* [Records from a data source]:
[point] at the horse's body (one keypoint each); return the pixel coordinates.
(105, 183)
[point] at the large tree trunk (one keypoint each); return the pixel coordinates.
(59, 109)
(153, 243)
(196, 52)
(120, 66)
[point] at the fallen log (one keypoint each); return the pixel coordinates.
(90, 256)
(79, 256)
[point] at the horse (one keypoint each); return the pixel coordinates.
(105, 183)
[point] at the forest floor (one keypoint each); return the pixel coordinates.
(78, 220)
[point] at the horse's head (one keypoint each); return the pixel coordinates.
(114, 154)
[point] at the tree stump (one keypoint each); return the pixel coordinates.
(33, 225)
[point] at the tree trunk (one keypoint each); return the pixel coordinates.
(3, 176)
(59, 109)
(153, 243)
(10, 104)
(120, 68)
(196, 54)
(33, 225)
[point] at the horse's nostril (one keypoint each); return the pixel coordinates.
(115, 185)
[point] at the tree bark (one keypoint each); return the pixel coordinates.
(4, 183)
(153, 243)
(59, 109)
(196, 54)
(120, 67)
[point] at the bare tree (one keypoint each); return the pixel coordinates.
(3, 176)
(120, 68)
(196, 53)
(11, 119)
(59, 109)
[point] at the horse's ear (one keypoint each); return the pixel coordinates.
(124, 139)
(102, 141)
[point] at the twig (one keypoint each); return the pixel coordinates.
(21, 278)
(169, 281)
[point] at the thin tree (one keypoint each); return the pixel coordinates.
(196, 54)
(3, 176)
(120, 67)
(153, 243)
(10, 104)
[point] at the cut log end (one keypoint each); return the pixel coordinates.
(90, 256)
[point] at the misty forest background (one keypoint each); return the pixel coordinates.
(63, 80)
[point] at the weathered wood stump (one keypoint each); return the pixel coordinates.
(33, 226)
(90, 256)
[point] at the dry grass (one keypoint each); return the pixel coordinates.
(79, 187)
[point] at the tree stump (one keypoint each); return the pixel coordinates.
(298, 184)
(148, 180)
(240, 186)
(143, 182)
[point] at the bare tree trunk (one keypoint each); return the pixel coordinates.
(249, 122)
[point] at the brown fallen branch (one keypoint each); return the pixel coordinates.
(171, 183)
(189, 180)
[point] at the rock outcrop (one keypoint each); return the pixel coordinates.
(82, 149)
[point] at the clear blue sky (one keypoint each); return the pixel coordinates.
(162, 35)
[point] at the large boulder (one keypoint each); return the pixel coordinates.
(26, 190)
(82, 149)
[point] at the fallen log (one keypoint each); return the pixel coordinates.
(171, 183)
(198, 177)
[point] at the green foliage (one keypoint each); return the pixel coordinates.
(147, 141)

* [ASSIGNED TASK]: Write out every line of the data exactly, leaving nothing out.

* [EXPECTED OUTPUT]:
[point] at the horse's body (one keypoint each); return the pixel coordinates.
(105, 183)
[point] at the large tree trunk (one keypoint each); return the pixel coordinates.
(59, 109)
(153, 243)
(196, 52)
(120, 66)
[point] at the fallen log (one keypoint each); return the pixel coordinates.
(90, 256)
(79, 256)
[point] at the horse (one keypoint each); return the pixel coordinates.
(105, 183)
[point] at the forest floor (one keypoint each); return the pixel coordinates.
(78, 220)
[point] at the horse's head (one keypoint each); return the pixel coordinates.
(114, 154)
[point] at the tree stump (one keypoint each); return the pixel coordinates.
(33, 225)
[point] at the tree trunk (one keypoint each); return the pixel coordinates.
(3, 176)
(59, 109)
(153, 243)
(10, 104)
(120, 68)
(196, 54)
(33, 225)
[point] at the horse's nostril (one keypoint each); return the pixel coordinates.
(115, 185)
[point] at the tree bark (one keypoint each); return the pixel coordinates.
(4, 183)
(153, 243)
(59, 109)
(196, 54)
(120, 67)
[point] at the bare tree (one keypoint each); return the pixel coordinates.
(3, 176)
(120, 68)
(196, 53)
(11, 119)
(59, 109)
[point] at the horse's ear (one keypoint each); return the pixel coordinates.
(124, 139)
(102, 141)
[point] at the twig (one keypoint each); return the pixel coordinates.
(21, 278)
(169, 281)
[point] at the thin tree (one keypoint each); return the pixel coordinates.
(196, 54)
(3, 176)
(120, 67)
(153, 243)
(10, 104)
[point] at the cut log end (one keypoint each); return the pixel coordinates.
(90, 256)
[point] at the misty forest background (one keypoint each); return the pixel coordinates.
(63, 80)
[point] at the weathered wood stump (one keypoint each); return the pixel coordinates.
(33, 226)
(90, 256)
[point] at the dry grass (one keypoint each); return the pixel coordinates.
(79, 187)
[point] at the tree stump (one keypoint each); return the pixel coordinates.
(298, 184)
(148, 180)
(240, 186)
(143, 182)
[point] at the bare tree trunk (one keypoint each); return the pixel coordinates.
(249, 122)
[point] at the brown fallen branch (one keypoint each); return the pixel coordinates.
(171, 183)
(189, 180)
[point] at the rock outcrop (one keypoint each); return the pixel coordinates.
(82, 149)
[point] at the clear blue sky (one keypoint each); return the pixel coordinates.
(162, 35)
[point] at the large boulder (one keypoint each); return the pixel coordinates.
(26, 190)
(82, 149)
[point] at the fallen log (one keypoint each); return the pixel coordinates.
(171, 183)
(198, 177)
[point] at the green foliage (one keypoint each); return the pixel coordinates.
(147, 141)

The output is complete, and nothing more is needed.